- [Problem statement]
Reproduce the full listing that appears beneath this instruction exactly.

Dataset records about object locations:
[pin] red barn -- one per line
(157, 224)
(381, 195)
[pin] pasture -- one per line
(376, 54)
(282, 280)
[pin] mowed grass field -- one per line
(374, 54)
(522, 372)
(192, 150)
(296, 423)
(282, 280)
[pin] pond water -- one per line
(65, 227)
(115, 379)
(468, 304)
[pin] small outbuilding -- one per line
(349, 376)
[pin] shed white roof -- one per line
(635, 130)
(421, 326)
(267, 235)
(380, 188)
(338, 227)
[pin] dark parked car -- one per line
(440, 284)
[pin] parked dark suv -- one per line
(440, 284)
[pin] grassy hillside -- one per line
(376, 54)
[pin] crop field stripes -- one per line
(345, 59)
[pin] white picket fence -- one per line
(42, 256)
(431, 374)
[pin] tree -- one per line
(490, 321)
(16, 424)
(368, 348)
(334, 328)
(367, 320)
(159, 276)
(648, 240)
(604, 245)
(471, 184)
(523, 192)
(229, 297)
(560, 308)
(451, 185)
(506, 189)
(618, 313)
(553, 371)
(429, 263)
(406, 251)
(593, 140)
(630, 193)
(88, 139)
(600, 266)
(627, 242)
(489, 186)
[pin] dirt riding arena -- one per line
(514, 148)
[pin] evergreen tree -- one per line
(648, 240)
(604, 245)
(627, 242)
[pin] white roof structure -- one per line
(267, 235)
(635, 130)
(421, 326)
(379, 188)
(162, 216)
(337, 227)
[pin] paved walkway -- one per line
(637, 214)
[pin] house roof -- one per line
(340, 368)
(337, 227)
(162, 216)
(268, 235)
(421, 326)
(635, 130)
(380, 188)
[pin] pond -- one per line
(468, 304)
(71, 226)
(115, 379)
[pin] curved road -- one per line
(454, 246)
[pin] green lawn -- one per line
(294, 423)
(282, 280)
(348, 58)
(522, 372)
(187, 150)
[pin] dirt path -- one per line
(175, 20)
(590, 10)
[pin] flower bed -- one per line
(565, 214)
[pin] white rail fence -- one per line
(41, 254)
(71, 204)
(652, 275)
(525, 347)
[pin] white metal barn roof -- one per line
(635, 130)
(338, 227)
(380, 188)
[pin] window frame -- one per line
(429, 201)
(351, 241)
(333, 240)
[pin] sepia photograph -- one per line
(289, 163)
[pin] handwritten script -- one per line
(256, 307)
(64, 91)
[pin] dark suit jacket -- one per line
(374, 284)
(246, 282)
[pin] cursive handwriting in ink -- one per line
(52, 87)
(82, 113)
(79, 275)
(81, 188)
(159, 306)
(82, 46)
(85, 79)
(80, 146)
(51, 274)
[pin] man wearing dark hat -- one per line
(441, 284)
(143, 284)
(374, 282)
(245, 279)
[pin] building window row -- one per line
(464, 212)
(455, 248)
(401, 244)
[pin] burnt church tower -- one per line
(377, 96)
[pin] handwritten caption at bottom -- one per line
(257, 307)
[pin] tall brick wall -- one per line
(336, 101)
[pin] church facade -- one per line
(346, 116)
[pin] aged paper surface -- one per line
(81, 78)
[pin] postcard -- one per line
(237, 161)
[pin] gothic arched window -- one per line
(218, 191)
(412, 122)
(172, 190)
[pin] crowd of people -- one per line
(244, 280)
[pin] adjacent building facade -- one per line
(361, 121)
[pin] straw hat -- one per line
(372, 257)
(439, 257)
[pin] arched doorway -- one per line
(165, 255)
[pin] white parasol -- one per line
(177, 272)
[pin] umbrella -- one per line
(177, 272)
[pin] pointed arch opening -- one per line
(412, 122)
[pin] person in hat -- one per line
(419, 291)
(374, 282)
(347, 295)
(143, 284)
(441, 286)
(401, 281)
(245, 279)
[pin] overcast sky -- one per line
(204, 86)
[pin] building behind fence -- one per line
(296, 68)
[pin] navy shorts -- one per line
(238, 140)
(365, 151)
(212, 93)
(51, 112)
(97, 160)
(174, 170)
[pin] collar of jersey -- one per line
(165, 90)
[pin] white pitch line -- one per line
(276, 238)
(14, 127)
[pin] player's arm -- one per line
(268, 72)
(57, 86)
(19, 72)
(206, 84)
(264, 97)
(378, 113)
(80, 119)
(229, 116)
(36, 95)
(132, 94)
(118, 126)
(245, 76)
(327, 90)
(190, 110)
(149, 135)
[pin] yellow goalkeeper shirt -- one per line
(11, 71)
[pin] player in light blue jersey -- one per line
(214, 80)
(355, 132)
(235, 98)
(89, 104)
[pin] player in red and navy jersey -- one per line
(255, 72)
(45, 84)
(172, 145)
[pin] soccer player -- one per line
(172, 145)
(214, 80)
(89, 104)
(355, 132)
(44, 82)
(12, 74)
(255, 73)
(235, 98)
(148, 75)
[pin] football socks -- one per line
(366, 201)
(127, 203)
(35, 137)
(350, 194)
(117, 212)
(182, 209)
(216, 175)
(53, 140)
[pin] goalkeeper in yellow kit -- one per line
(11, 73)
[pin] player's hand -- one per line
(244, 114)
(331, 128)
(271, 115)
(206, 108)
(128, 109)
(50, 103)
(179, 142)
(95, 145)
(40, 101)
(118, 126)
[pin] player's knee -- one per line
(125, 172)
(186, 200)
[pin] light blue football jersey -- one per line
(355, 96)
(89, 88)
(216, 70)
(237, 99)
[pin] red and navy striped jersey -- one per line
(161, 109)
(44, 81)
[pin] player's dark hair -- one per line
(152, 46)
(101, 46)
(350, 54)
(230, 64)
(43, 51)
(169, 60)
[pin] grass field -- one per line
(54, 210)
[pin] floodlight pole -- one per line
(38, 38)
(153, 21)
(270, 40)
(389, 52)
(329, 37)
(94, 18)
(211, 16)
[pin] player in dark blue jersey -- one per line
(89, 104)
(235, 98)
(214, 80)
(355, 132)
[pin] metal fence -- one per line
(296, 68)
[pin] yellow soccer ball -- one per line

- [Solution below]
[pin] red barn -- one per line
(157, 224)
(381, 195)
[pin] pasture -- one per line
(376, 54)
(282, 280)
[pin] mowed grass field -- one per line
(374, 54)
(522, 372)
(192, 150)
(296, 423)
(282, 280)
[pin] pond water -- one per line
(65, 227)
(115, 379)
(468, 304)
[pin] small outbuilding -- one per line
(349, 376)
[pin] shed white roof -- one per line
(635, 130)
(421, 326)
(267, 235)
(380, 188)
(338, 227)
[pin] dark parked car -- one per line
(440, 284)
[pin] parked dark suv -- one per line
(440, 284)
[pin] grassy hillside -- one per line
(376, 54)
[pin] crop field stripes -- one per line
(345, 59)
[pin] white picket fence -- one per line
(42, 256)
(431, 374)
[pin] tree -- one per line
(490, 321)
(16, 424)
(368, 348)
(334, 328)
(367, 320)
(159, 276)
(648, 240)
(604, 245)
(471, 184)
(523, 192)
(229, 297)
(560, 308)
(451, 185)
(506, 189)
(618, 313)
(553, 371)
(429, 263)
(406, 251)
(593, 140)
(630, 193)
(88, 139)
(600, 266)
(627, 242)
(489, 186)
[pin] dirt riding arena -- one per line
(514, 148)
[pin] evergreen tree -- one per line
(648, 240)
(604, 245)
(627, 242)
[pin] white roof structure -- one per line
(267, 235)
(635, 130)
(421, 326)
(379, 188)
(162, 216)
(337, 227)
[pin] paved walkway -- one per line
(637, 214)
[pin] house roof -- one per line
(340, 368)
(337, 227)
(162, 216)
(268, 235)
(421, 326)
(635, 130)
(380, 188)
[pin] pond -- one per line
(468, 304)
(71, 226)
(115, 379)
[pin] curved road -- one per line
(454, 246)
[pin] green lawn -- one per line
(294, 423)
(282, 280)
(348, 58)
(522, 372)
(187, 150)
[pin] dirt path -- one per line
(175, 20)
(590, 10)
[pin] flower bed -- one per line
(565, 214)
[pin] white rail fence -- one per line
(41, 254)
(71, 204)
(652, 275)
(525, 347)
[pin] white metal barn roof -- one per line
(635, 130)
(338, 227)
(380, 188)
[pin] window frame -- one per line
(429, 201)
(351, 241)
(333, 240)
[pin] sepia photograph -- one per line
(289, 163)
[pin] handwritten script -- one per line
(256, 307)
(64, 91)
[pin] dark suit jacket -- one per line
(374, 284)
(246, 282)
[pin] cursive handwriting in ink -- one per line
(52, 87)
(82, 113)
(79, 275)
(81, 188)
(159, 306)
(82, 46)
(85, 79)
(80, 146)
(51, 274)
[pin] man wearing dark hat -- one per line
(441, 284)
(143, 284)
(374, 282)
(245, 279)
[pin] building window row -- one per line
(464, 212)
(455, 248)
(401, 244)
[pin] burnt church tower -- one per line
(377, 96)
[pin] handwritten caption at bottom -- one per line
(257, 307)
[pin] tall brick wall -- one per line
(336, 101)
[pin] church facade -- one per line
(346, 116)
[pin] aged paper surface -- one per line
(81, 78)
[pin] postcard -- one per line
(237, 161)
[pin] gothic arched window -- one per line
(218, 191)
(412, 122)
(172, 190)
[pin] crowd of people -- one per line
(244, 280)
[pin] adjacent building facade -- one per line
(361, 121)
[pin] straw hat -- one per line
(372, 257)
(439, 257)
[pin] arched doorway -- one per line
(165, 255)
[pin] white parasol -- one per line
(177, 272)
[pin] umbrella -- one per line
(177, 272)
[pin] pointed arch opening -- one per line
(412, 122)
[pin] person in hat -- one per line
(419, 291)
(374, 282)
(347, 295)
(143, 284)
(441, 286)
(401, 281)
(245, 279)
[pin] overcast sky -- one per line
(204, 86)
[pin] building behind fence -- one per line
(296, 68)
[pin] navy shorts -- one per line
(238, 140)
(365, 151)
(212, 93)
(51, 112)
(97, 160)
(174, 170)
[pin] collar of jersey -- one per line
(165, 90)
[pin] white pitch line -- one per line
(276, 238)
(14, 127)
[pin] player's arm -- one per line
(268, 72)
(57, 86)
(19, 72)
(206, 84)
(264, 97)
(378, 113)
(80, 119)
(229, 116)
(36, 95)
(132, 94)
(118, 126)
(245, 76)
(327, 90)
(190, 110)
(149, 135)
[pin] yellow goalkeeper shirt -- one per line
(11, 71)
[pin] player in light blue jersey -- one per line
(214, 80)
(355, 132)
(235, 98)
(89, 104)
[pin] player in red and navy jersey -- one per line
(255, 72)
(45, 84)
(172, 145)
[pin] soccer player -- one per line
(172, 145)
(214, 80)
(89, 104)
(355, 132)
(44, 82)
(12, 74)
(255, 73)
(235, 98)
(148, 75)
[pin] football socks -- one per line
(366, 201)
(127, 203)
(35, 137)
(350, 194)
(117, 212)
(182, 209)
(216, 175)
(53, 140)
[pin] goalkeeper in yellow kit -- one per line
(11, 73)
[pin] player's hand -- one per line
(244, 114)
(331, 128)
(271, 115)
(206, 108)
(128, 109)
(50, 103)
(179, 142)
(95, 145)
(40, 101)
(118, 126)
[pin] player's knee -- one per line
(125, 172)
(186, 200)
[pin] light blue football jersey -- one per line
(355, 96)
(89, 88)
(216, 70)
(237, 99)
[pin] red and navy striped jersey -- one per line
(161, 109)
(44, 81)
[pin] player's dark hair -- one per line
(152, 46)
(101, 46)
(350, 54)
(230, 64)
(43, 51)
(169, 60)
[pin] grass field -- one per line
(54, 210)
[pin] floodlight pole -- one per line
(38, 38)
(153, 21)
(270, 40)
(389, 52)
(329, 37)
(94, 18)
(211, 16)
[pin] player in dark blue jersey -- one per line
(89, 104)
(235, 98)
(214, 80)
(355, 132)
[pin] metal fence -- one per line
(296, 68)
[pin] yellow soccer ball -- one per line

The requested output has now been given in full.